**DIRECTION:** Reproduce only this part of the listing: the line with "Could you point out the man's right hand", plus every line after it through the last.

##### SUPPLIED RECORDS #####

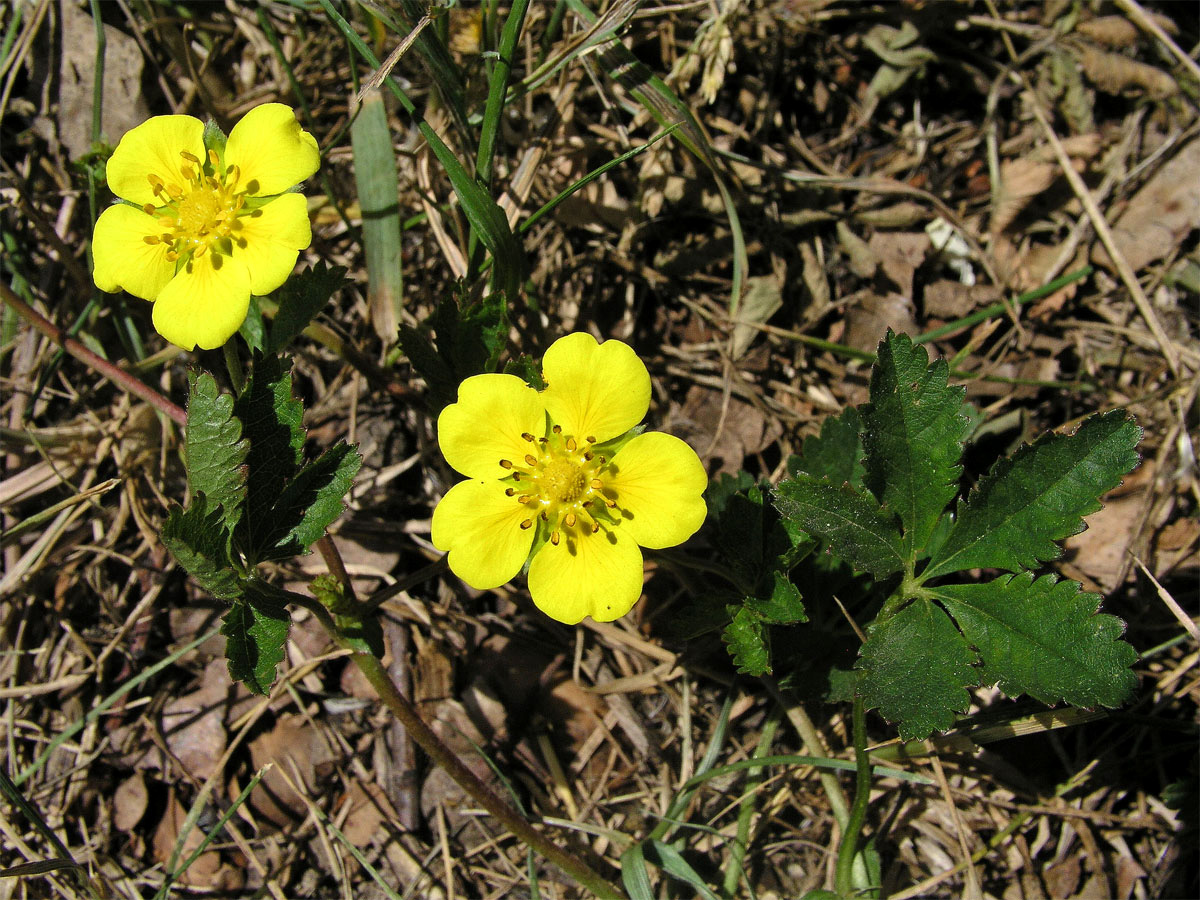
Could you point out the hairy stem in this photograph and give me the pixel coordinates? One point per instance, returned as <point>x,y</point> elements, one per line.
<point>119,377</point>
<point>851,835</point>
<point>403,709</point>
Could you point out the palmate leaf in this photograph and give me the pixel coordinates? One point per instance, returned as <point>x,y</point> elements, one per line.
<point>1044,639</point>
<point>256,629</point>
<point>311,502</point>
<point>913,432</point>
<point>747,641</point>
<point>271,421</point>
<point>197,539</point>
<point>835,454</point>
<point>215,449</point>
<point>1037,497</point>
<point>915,669</point>
<point>849,520</point>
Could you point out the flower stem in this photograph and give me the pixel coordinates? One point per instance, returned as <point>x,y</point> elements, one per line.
<point>852,833</point>
<point>117,376</point>
<point>403,709</point>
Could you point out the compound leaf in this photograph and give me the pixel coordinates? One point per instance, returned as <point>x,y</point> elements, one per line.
<point>256,629</point>
<point>311,502</point>
<point>215,449</point>
<point>747,642</point>
<point>915,667</point>
<point>197,539</point>
<point>849,520</point>
<point>300,299</point>
<point>1044,639</point>
<point>1038,496</point>
<point>271,420</point>
<point>913,437</point>
<point>835,454</point>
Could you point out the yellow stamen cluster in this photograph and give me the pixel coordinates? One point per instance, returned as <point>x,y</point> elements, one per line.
<point>199,211</point>
<point>559,481</point>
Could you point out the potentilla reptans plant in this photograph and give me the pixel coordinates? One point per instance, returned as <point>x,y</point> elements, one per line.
<point>205,221</point>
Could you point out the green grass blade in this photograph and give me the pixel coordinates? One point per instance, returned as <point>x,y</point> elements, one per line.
<point>375,174</point>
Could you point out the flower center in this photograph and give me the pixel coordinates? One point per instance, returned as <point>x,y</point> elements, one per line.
<point>201,208</point>
<point>561,481</point>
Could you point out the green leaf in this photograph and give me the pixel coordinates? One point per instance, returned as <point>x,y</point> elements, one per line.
<point>783,605</point>
<point>1018,511</point>
<point>311,502</point>
<point>252,329</point>
<point>747,642</point>
<point>256,629</point>
<point>913,437</point>
<point>214,449</point>
<point>835,454</point>
<point>849,520</point>
<point>197,539</point>
<point>300,299</point>
<point>271,421</point>
<point>1044,639</point>
<point>916,669</point>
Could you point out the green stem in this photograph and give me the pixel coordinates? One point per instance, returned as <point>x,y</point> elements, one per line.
<point>403,709</point>
<point>852,833</point>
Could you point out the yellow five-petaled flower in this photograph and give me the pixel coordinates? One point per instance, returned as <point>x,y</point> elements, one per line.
<point>552,473</point>
<point>203,229</point>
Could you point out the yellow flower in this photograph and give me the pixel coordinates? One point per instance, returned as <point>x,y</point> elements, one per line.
<point>555,474</point>
<point>204,228</point>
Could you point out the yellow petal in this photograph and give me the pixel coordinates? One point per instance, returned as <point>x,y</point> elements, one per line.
<point>659,485</point>
<point>126,262</point>
<point>597,575</point>
<point>485,425</point>
<point>594,390</point>
<point>274,235</point>
<point>271,150</point>
<point>481,531</point>
<point>204,304</point>
<point>153,149</point>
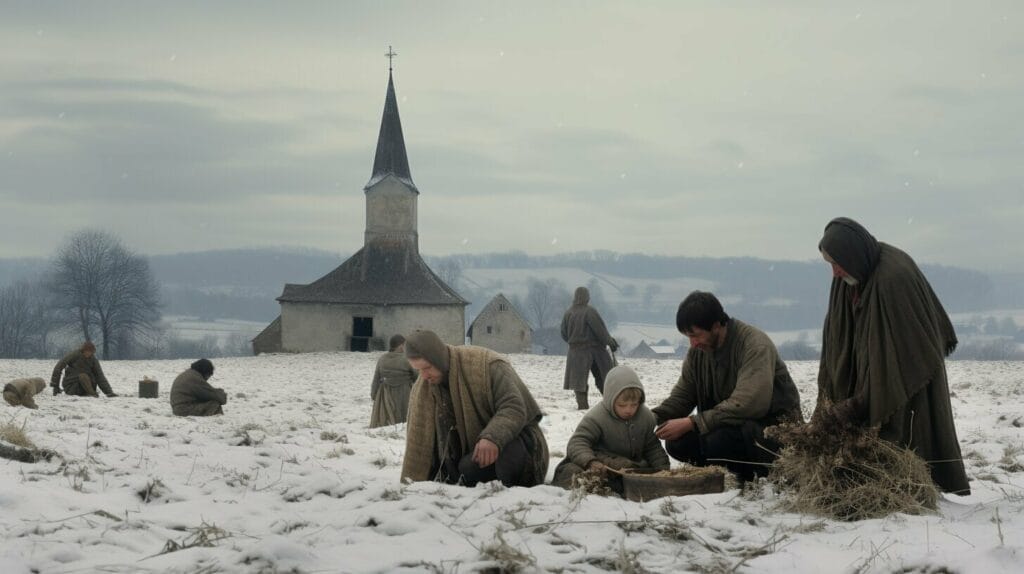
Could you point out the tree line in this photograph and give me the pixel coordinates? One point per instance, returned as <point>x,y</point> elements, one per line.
<point>94,289</point>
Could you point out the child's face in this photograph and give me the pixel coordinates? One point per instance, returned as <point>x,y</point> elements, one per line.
<point>626,408</point>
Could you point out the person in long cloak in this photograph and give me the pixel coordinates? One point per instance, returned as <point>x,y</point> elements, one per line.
<point>885,340</point>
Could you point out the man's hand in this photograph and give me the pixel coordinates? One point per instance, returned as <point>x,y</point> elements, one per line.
<point>674,428</point>
<point>485,453</point>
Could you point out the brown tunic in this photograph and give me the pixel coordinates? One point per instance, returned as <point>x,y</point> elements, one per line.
<point>588,337</point>
<point>75,364</point>
<point>487,400</point>
<point>617,443</point>
<point>393,380</point>
<point>744,380</point>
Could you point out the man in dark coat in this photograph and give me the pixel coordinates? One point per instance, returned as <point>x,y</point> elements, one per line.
<point>732,374</point>
<point>82,373</point>
<point>584,329</point>
<point>192,394</point>
<point>471,418</point>
<point>883,350</point>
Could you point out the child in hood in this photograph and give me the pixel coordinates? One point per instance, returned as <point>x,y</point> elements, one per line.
<point>619,433</point>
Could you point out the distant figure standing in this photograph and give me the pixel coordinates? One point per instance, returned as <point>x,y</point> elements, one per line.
<point>19,392</point>
<point>584,329</point>
<point>393,380</point>
<point>82,373</point>
<point>192,394</point>
<point>883,350</point>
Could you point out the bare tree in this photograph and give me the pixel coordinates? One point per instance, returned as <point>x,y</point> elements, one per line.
<point>546,301</point>
<point>105,290</point>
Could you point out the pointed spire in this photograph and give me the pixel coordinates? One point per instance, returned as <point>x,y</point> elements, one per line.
<point>391,158</point>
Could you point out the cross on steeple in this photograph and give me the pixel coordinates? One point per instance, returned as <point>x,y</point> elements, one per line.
<point>390,55</point>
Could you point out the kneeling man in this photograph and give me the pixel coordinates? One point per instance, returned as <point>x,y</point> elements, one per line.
<point>192,394</point>
<point>732,374</point>
<point>471,418</point>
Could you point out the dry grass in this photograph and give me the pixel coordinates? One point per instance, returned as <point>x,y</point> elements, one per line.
<point>841,471</point>
<point>15,435</point>
<point>591,482</point>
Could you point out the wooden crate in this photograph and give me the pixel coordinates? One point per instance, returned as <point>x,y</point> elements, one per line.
<point>148,389</point>
<point>640,485</point>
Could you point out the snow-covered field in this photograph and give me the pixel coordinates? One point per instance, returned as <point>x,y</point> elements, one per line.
<point>291,480</point>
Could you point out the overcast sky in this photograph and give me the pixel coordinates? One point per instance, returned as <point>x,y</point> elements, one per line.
<point>679,128</point>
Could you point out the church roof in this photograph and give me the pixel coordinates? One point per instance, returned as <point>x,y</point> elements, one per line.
<point>391,159</point>
<point>380,273</point>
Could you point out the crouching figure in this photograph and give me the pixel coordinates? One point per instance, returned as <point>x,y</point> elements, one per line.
<point>471,418</point>
<point>19,392</point>
<point>192,394</point>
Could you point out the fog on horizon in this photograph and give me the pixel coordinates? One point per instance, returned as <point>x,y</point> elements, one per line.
<point>694,129</point>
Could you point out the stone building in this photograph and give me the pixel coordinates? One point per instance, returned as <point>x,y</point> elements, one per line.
<point>384,289</point>
<point>500,326</point>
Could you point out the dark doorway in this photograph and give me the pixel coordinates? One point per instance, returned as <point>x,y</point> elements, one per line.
<point>363,329</point>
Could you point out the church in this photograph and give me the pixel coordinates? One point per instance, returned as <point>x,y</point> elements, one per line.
<point>386,288</point>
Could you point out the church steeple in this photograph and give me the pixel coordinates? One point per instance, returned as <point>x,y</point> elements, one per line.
<point>391,158</point>
<point>391,195</point>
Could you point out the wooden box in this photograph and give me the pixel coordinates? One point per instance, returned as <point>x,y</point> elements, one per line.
<point>148,389</point>
<point>647,484</point>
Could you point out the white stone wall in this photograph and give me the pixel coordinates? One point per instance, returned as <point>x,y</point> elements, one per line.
<point>508,333</point>
<point>391,210</point>
<point>316,326</point>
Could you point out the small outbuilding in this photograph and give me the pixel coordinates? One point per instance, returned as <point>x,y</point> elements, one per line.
<point>500,326</point>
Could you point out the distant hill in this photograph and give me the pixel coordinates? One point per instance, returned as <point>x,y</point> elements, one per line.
<point>637,288</point>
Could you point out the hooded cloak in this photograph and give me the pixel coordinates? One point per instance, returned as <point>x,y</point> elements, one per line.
<point>884,346</point>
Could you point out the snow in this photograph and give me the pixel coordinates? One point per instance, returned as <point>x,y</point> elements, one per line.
<point>292,480</point>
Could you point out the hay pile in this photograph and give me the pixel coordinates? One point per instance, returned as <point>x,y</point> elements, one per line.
<point>14,435</point>
<point>592,482</point>
<point>842,471</point>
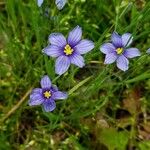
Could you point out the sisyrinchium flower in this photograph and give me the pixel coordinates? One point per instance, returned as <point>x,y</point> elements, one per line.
<point>46,95</point>
<point>148,51</point>
<point>40,2</point>
<point>118,50</point>
<point>68,51</point>
<point>59,3</point>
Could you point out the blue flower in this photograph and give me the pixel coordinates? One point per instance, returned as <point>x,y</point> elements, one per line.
<point>40,2</point>
<point>59,3</point>
<point>148,51</point>
<point>68,51</point>
<point>46,95</point>
<point>117,50</point>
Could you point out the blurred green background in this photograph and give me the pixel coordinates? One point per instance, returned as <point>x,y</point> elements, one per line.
<point>107,109</point>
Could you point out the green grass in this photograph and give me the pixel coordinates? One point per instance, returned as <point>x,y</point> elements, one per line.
<point>106,108</point>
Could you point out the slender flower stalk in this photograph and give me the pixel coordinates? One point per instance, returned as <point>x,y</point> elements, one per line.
<point>118,50</point>
<point>46,95</point>
<point>68,51</point>
<point>148,51</point>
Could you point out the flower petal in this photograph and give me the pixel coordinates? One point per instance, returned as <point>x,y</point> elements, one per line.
<point>57,39</point>
<point>40,2</point>
<point>49,105</point>
<point>62,64</point>
<point>122,63</point>
<point>127,39</point>
<point>52,50</point>
<point>148,51</point>
<point>77,60</point>
<point>60,3</point>
<point>35,99</point>
<point>54,88</point>
<point>107,48</point>
<point>132,52</point>
<point>84,46</point>
<point>37,90</point>
<point>116,39</point>
<point>46,82</point>
<point>75,36</point>
<point>110,58</point>
<point>59,95</point>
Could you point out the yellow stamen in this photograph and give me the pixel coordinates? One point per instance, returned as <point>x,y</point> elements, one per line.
<point>47,94</point>
<point>68,50</point>
<point>119,51</point>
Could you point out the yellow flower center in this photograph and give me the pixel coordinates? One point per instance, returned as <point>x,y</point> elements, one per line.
<point>47,94</point>
<point>119,51</point>
<point>68,50</point>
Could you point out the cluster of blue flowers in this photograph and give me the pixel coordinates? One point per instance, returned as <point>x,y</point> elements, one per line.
<point>69,51</point>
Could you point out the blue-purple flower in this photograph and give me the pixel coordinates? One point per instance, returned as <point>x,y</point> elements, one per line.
<point>46,95</point>
<point>148,51</point>
<point>118,50</point>
<point>68,51</point>
<point>59,3</point>
<point>40,2</point>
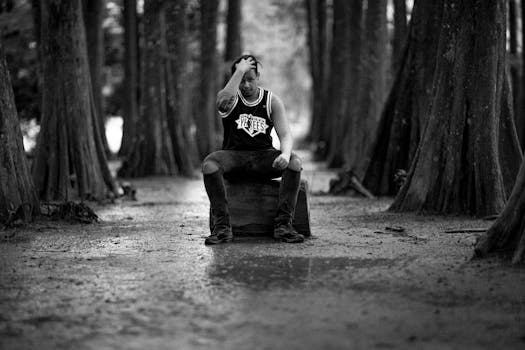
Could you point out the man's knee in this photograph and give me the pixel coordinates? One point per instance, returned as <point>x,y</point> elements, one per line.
<point>296,163</point>
<point>210,166</point>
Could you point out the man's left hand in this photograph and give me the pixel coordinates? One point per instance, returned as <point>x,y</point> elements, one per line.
<point>281,162</point>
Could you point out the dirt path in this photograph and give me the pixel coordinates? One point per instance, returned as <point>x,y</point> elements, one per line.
<point>143,279</point>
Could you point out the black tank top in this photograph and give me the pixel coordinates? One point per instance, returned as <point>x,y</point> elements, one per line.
<point>247,126</point>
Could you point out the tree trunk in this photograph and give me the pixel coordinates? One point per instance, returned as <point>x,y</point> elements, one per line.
<point>339,72</point>
<point>93,14</point>
<point>233,31</point>
<point>457,167</point>
<point>372,85</point>
<point>180,122</point>
<point>403,115</point>
<point>318,41</point>
<point>346,112</point>
<point>17,191</point>
<point>400,33</point>
<point>521,116</point>
<point>514,63</point>
<point>207,135</point>
<point>70,161</point>
<point>507,234</point>
<point>152,152</point>
<point>131,77</point>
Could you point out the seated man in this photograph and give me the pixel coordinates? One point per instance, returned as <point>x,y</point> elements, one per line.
<point>248,114</point>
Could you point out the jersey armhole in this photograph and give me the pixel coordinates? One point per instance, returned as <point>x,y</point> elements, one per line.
<point>225,114</point>
<point>269,105</point>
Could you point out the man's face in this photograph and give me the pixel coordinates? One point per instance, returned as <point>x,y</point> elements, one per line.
<point>249,84</point>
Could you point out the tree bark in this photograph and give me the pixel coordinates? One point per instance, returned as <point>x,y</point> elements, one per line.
<point>70,161</point>
<point>514,63</point>
<point>339,72</point>
<point>521,116</point>
<point>93,11</point>
<point>403,115</point>
<point>400,33</point>
<point>152,152</point>
<point>457,168</point>
<point>207,134</point>
<point>372,85</point>
<point>180,123</point>
<point>346,113</point>
<point>507,234</point>
<point>233,31</point>
<point>17,191</point>
<point>318,41</point>
<point>131,77</point>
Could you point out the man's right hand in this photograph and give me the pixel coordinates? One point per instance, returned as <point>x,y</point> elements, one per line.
<point>246,64</point>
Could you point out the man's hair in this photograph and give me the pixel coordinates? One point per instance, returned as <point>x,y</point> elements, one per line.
<point>257,63</point>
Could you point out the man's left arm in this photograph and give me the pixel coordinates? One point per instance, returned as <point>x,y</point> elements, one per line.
<point>282,128</point>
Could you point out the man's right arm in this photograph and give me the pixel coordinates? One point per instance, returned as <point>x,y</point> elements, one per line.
<point>226,97</point>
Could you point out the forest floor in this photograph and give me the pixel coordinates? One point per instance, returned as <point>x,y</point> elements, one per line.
<point>143,279</point>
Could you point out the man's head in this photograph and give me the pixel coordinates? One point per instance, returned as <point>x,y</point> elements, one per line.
<point>245,57</point>
<point>249,85</point>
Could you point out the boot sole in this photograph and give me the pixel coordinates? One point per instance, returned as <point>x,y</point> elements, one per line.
<point>219,241</point>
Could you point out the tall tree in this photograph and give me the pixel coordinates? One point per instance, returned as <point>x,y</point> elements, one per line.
<point>507,234</point>
<point>17,192</point>
<point>514,63</point>
<point>233,30</point>
<point>131,77</point>
<point>70,160</point>
<point>93,11</point>
<point>207,140</point>
<point>521,120</point>
<point>372,89</point>
<point>340,56</point>
<point>400,33</point>
<point>404,113</point>
<point>174,40</point>
<point>349,74</point>
<point>152,150</point>
<point>319,42</point>
<point>457,168</point>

#####

**ANSWER:**
Could you point out the man's right hand in this photograph and give me the pixel coordinates? One point per instance, returned as <point>x,y</point> elements, one per line.
<point>246,64</point>
Could you point out the man's hair in this photograph and give me the pixel coordinates? One point per instance, returned as <point>x,y</point> elements, one per line.
<point>257,63</point>
Could you point out the man's left arm in this photograph and give me the pixel coordinates? One point per instance, returned as <point>x,y</point> elements, one per line.
<point>282,128</point>
Could you point out the man's right arm in this photograph and give me the pixel coordinates? One point per instance, returned as <point>x,y</point> elements, one per line.
<point>226,97</point>
Could you point out the forest floor in this photograph and give me the pixel coordinates? One point per instance, returned as <point>x,y</point> elements, one per line.
<point>143,279</point>
Could you point out the man's head in this photograph and give me the pixel coordinates? One point per instance, returned as <point>x,y</point> elements, one per line.
<point>245,57</point>
<point>249,85</point>
Could you point out the boot sole in this photograph and give me the pixel coordinates? One point per instance, returned as <point>x,y</point> elements, one per line.
<point>219,241</point>
Could you point out the tall tree in this photograph and give me the pixel coordinates? One point per instance, returned as <point>x,y</point> elements, one per line.
<point>507,234</point>
<point>17,192</point>
<point>514,63</point>
<point>233,30</point>
<point>131,77</point>
<point>70,160</point>
<point>93,11</point>
<point>207,140</point>
<point>521,120</point>
<point>372,89</point>
<point>340,56</point>
<point>400,33</point>
<point>404,113</point>
<point>174,40</point>
<point>349,74</point>
<point>152,150</point>
<point>319,42</point>
<point>457,168</point>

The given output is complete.